### WHAT YOU HAVE TO DO:
Reproduce the records below line for line, with no changes.
● ● ● ● ●
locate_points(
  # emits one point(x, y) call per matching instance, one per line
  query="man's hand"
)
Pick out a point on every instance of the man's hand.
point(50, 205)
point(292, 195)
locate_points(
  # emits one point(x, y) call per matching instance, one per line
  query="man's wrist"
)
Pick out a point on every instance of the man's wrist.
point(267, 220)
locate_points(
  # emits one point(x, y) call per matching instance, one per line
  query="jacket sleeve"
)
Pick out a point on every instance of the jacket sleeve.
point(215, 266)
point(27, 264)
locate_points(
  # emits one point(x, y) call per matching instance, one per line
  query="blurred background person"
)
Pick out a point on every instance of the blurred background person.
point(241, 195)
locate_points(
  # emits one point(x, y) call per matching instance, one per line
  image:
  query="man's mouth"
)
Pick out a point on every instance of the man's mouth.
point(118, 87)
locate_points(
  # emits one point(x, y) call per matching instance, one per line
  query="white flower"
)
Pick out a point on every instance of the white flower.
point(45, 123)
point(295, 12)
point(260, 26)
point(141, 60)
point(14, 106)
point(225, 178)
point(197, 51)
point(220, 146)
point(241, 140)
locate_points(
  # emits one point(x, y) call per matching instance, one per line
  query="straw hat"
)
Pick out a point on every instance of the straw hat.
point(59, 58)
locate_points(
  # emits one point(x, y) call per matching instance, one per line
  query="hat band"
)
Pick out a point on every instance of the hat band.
● ● ● ● ●
### RESPONSE TO THE EXERCISE:
locate_points(
  # emits one point(x, y) call per matching instance, one per line
  query="man's hand"
)
Pick out a point on every instance of the man's hand.
point(50, 205)
point(292, 195)
locate_points(
  # emits one point(x, y) call per matching instance, one per line
  query="man's wrist"
)
Pick out a point on every instance of the man's wrist.
point(267, 220)
locate_points(
  # emits one point(x, y) call per matching instance, one per line
  query="jacket sleeve"
)
Pick out a point on every instance of the jacket sleeve.
point(215, 266)
point(27, 264)
locate_points(
  # emits one point(x, y) call per matching instance, one per line
  query="blurred background person"
)
Pick out a point on every instance of the blurred background person.
point(241, 195)
locate_points(
  # emits one point(x, y) call per matching instance, one per line
  image:
  query="man's mouth"
)
Pick out a point on every instance of the man's mouth.
point(118, 87)
locate_points(
  # emits one point(x, y) call per matching instance, one per line
  query="white flower"
)
Pick out a point on every instance of the white flower.
point(45, 123)
point(295, 12)
point(260, 26)
point(141, 60)
point(14, 106)
point(225, 178)
point(197, 51)
point(220, 146)
point(241, 140)
locate_points(
  # emits one point(x, y) call per matching instance, one per line
  query="straw hat"
)
Pick out a point on every instance of the straw hat.
point(59, 58)
locate_points(
  # emits one point(x, y) call per matching instance, one per line
  query="hat band"
)
Pick out a point on every instance of the hat band.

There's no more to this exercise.